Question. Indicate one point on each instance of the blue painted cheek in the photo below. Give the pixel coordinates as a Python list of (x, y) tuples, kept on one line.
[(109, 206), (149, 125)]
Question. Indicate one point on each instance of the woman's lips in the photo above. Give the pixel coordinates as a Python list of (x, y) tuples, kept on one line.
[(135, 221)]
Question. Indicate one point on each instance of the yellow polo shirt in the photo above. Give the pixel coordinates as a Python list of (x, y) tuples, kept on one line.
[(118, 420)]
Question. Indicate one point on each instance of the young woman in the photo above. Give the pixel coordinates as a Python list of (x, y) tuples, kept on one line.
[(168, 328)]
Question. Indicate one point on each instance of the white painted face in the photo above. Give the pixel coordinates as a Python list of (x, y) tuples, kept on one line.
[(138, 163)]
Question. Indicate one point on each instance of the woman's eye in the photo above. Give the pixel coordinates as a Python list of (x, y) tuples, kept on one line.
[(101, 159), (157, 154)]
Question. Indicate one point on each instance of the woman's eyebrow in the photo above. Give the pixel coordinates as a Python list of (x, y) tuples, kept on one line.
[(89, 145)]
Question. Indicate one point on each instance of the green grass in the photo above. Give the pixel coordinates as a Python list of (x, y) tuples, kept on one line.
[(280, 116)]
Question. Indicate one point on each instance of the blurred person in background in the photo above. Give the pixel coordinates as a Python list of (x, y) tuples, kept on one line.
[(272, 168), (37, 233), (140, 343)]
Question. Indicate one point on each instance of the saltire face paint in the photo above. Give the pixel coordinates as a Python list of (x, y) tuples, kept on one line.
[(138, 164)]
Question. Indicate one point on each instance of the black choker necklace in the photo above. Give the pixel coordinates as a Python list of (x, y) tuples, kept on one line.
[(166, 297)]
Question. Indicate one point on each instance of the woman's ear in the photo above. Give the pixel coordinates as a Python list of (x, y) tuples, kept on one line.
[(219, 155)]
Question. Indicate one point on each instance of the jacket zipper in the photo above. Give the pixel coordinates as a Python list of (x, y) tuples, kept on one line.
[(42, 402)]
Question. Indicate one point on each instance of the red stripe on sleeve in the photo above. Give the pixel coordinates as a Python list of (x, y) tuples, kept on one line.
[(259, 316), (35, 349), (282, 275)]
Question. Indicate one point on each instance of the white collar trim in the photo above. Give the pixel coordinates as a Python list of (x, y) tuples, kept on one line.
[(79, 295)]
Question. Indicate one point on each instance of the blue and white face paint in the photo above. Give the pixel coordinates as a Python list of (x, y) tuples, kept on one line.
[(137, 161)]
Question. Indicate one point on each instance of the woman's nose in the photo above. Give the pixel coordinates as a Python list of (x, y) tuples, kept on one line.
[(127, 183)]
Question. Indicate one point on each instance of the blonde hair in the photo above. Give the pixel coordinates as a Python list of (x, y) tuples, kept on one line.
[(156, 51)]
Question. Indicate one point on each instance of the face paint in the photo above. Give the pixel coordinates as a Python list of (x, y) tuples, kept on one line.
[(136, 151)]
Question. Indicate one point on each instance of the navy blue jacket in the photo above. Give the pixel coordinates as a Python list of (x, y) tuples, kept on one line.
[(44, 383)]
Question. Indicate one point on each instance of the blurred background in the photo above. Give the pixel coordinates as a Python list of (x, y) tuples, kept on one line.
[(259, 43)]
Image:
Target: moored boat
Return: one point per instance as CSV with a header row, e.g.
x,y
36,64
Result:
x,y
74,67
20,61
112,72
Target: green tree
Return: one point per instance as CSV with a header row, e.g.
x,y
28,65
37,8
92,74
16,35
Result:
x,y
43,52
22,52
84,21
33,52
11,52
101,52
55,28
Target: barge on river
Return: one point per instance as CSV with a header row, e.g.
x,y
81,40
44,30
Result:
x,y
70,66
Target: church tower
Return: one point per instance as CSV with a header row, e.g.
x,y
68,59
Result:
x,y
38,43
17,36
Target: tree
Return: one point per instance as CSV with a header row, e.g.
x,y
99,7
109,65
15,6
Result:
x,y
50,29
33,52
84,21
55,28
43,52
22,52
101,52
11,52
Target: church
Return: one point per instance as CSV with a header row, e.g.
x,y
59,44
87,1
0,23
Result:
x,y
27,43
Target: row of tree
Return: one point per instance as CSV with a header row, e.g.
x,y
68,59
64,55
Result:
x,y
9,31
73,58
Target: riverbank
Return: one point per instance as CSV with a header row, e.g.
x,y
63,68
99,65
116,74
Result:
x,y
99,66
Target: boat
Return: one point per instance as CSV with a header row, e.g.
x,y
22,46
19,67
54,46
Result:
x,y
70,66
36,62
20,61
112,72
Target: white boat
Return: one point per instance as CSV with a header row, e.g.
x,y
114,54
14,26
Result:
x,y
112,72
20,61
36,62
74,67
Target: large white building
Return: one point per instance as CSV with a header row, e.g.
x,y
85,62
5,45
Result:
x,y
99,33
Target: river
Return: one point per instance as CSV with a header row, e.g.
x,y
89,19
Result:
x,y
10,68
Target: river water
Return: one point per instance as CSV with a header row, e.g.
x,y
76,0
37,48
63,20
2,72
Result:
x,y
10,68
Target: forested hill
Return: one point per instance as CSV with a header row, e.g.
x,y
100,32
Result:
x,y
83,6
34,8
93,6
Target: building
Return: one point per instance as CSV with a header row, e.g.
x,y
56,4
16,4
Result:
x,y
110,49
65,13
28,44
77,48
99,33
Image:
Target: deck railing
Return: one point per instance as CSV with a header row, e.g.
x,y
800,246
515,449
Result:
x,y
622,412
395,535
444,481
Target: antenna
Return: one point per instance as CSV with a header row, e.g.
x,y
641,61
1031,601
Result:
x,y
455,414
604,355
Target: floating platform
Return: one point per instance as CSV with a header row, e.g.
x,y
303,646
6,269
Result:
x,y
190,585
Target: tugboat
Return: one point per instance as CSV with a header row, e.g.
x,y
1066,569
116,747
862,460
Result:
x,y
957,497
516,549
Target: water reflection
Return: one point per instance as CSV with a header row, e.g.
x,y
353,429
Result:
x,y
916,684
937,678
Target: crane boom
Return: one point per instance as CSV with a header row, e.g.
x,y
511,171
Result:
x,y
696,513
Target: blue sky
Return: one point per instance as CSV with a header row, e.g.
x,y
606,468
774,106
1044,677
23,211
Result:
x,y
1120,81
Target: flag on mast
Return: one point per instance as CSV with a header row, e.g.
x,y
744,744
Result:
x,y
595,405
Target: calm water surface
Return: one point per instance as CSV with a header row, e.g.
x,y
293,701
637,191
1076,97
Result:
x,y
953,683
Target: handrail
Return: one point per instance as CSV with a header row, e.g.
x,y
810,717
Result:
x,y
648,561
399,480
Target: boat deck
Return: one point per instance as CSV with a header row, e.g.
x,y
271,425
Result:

Task instructions ->
Reproduce all of the material above without alteration.

Solution to the problem ->
Question. Indicate one point on each instance of the blue painted cheek in the photo below. Give the pixel coordinates as a Python list of (x, y) tuples, kept on one line.
[(109, 206), (149, 125)]
Question. Indicate one point on each instance of the woman's lips in the photo above. Give the pixel coordinates as a Python list of (x, y) tuples, kept on one line.
[(135, 221)]
Question. Indicate one point on each instance of the yellow polo shirt in the photo above. Give the pixel coordinates as a Python list of (x, y) tuples, kept on one line.
[(118, 420)]
Question. Indicate one point on each instance of the young woman in the photo above. Give the pixel coordinates as a Python list of (x, y) tuples, kept on one line.
[(168, 328)]
Question. Indicate one point on each instance of the white painted face in the photo above. Give the pixel coordinates as a Python list of (x, y) tuples, kept on one line.
[(138, 163)]
Question. Indicate one point on each instance of the woman's eye in the photo above. Give the pixel coordinates as a Python list of (x, y) tuples, kept on one line.
[(101, 159), (157, 154)]
Question. Indicate one point on each instance of the woman's eyebrow in the photo above. Give the pixel coordinates as a Python list of (x, y) tuples, kept on one line.
[(89, 145)]
Question. Indicate one point on each instance of the green grass in the photo above. Give the pixel coordinates as a Python list of (x, y) tuples, kept on one line.
[(280, 116)]
Question. Indicate one point on each instance of the blurred person in background in the photo above. Give the pixel coordinates as a Python list of (x, y) tuples, kept on one line.
[(272, 168), (37, 233), (140, 343)]
Question. Indicate one point on each instance of the saltire face paint in the photo above. Give the pixel coordinates as a Python list of (x, y) tuples, kept on one line.
[(138, 164)]
Question. Indicate one point on each instance of the black choker necklace in the photo above. Give the pixel coordinates as a Python list of (x, y) tuples, kept on one line.
[(166, 297)]
Question. Indicate one point on each instance of the woman's ear in the photo above. Give the pixel coordinates as a Python list of (x, y) tuples, kept on one line.
[(219, 155)]
Question. Indicate one point on each instance of the jacket zipper in the photo above. Give the pixel coordinates as a Python list of (x, y) tuples, kept on one line.
[(42, 402)]
Question. Indicate one point on each instance of the red stripe on sleeve in the photo above. Give the pixel coordinates as a Python list of (x, y) tuples, kept on one line.
[(259, 316), (35, 349), (282, 275)]
Question. Indicate one point on each instance of the white collar trim in the photo above. Give the pixel coordinates as a Python list of (x, y) tuples, kept on one line.
[(79, 295)]
Question. Indicate one point on each instance of the blue and white face paint in the photo above. Give the pixel coordinates as a Python list of (x, y) tuples, kept on one line.
[(137, 161)]
Question. Indicate one point on each instance of the woman's nose in the photo above. Give the pixel coordinates as a Python list of (x, y) tuples, kept on one line.
[(127, 183)]
Question. Indicate one point on each instance of the blonde hair in the photo above. Give the pixel coordinates as a Python list of (x, y) tuples, kept on one line.
[(156, 51)]
Question. Indicate one point on each instance of the face paint in the photo above. Give the pixel coordinates as a Python list of (x, y) tuples, kept on one line.
[(136, 151)]
Question. Indicate one point on each instance of the navy blue jacket in the photo above. Give the pixel coordinates as a Python list of (x, y) tuples, kept on one line.
[(44, 383)]
Question. Indicate one point on each instance of the blurred background in the photo above. Give the pixel coordinates as a Python list of (x, y) tuples, kept on one line.
[(259, 43)]
Image:
Target: moored boat
Return: one point per instance as CSV with a header row, e.g.
x,y
36,64
Result:
x,y
74,67
20,61
112,72
Target: green tree
Return: one point per instance as CSV with a header row, e.g.
x,y
28,65
37,8
92,74
16,35
Result:
x,y
43,52
22,52
84,21
33,52
11,52
101,52
55,28
Target: barge on river
Return: one point per instance as CSV with a header row, e.g.
x,y
81,40
44,30
Result:
x,y
70,66
Target: church tower
Return: one point per instance as CSV with a header row, e.g.
x,y
68,59
Result:
x,y
38,43
17,36
Target: tree
Return: one point per instance as CSV with a header row, e.g.
x,y
99,7
109,65
15,6
Result:
x,y
50,29
33,52
84,21
55,28
43,52
22,52
101,52
11,52
Target: church
Return: one point per instance as CSV with a header row, e.g.
x,y
59,44
87,1
0,23
Result:
x,y
27,43
Target: row of tree
Return: one point per instance as CSV with a header row, e.g.
x,y
68,59
64,55
Result:
x,y
9,31
73,58
Target: riverbank
Return: one point per instance as CSV with a header row, e.g.
x,y
63,68
99,65
116,74
Result:
x,y
99,66
Target: boat
Return: one point per instance as CSV with a header row, e.g.
x,y
22,46
19,67
54,46
Result:
x,y
70,66
36,62
20,61
112,72
Target: white boat
Return: one point per instance as CSV with a header row, e.g.
x,y
114,54
14,26
Result:
x,y
112,72
20,61
36,62
74,67
Target: large white building
Return: one point per instance as CSV with a header row, e.g.
x,y
85,62
5,45
Result:
x,y
99,33
Target: river
Return: one point per instance as CSV with a header row, e.g.
x,y
89,19
Result:
x,y
10,68
Target: river water
Return: one point per instance as CSV with a header row, e.g.
x,y
76,0
37,48
63,20
2,72
Result:
x,y
10,68
Target: forested hill
Return: one point per instance as CSV with a header row, e.g.
x,y
100,32
Result:
x,y
83,6
34,8
93,6
Target: building
Return: one point per instance as CSV with a header row, e.g.
x,y
56,4
16,4
Result:
x,y
110,49
65,13
28,44
77,48
99,33
Image:
Target: deck railing
Return: one point per instance as CSV with a header row, e.g.
x,y
800,246
515,449
Result:
x,y
622,412
395,535
444,481
Target: antenna
Return: one point per instance as CSV with a header row, e.g.
x,y
641,61
1031,601
Result:
x,y
455,414
604,355
Target: floating platform
Return: one point per instance as CSV with a header row, e.g.
x,y
303,646
6,269
Result:
x,y
190,585
Target: tugboat
Return: one point per instance as CSV with a header row, e.g.
x,y
1066,569
116,747
862,460
Result:
x,y
957,497
516,549
Target: water reflection
Return: one point per instance as CSV with a header row, e.g.
x,y
353,429
Result:
x,y
916,684
937,678
Target: crane boom
Return: one point per instance as CSV with a header row, e.g.
x,y
511,171
Result:
x,y
696,513
Target: blue sky
Return: one point per instance as CSV with a header row, e.g.
x,y
606,468
774,106
1044,677
23,211
Result:
x,y
1120,81
Target: flag on mast
Return: one point per instance as CSV with a header row, e.g.
x,y
744,744
Result:
x,y
595,405
Target: calm water surface
Return: one point per instance as CSV with a header row, e.g.
x,y
293,701
637,191
1076,97
Result:
x,y
953,683
Target: handrail
Return: one point per instance as CSV with a header row, e.g.
x,y
810,717
Result:
x,y
648,561
399,480
Target: boat deck
Return: one point per instance as CSV with a header row, e.g.
x,y
271,425
Result:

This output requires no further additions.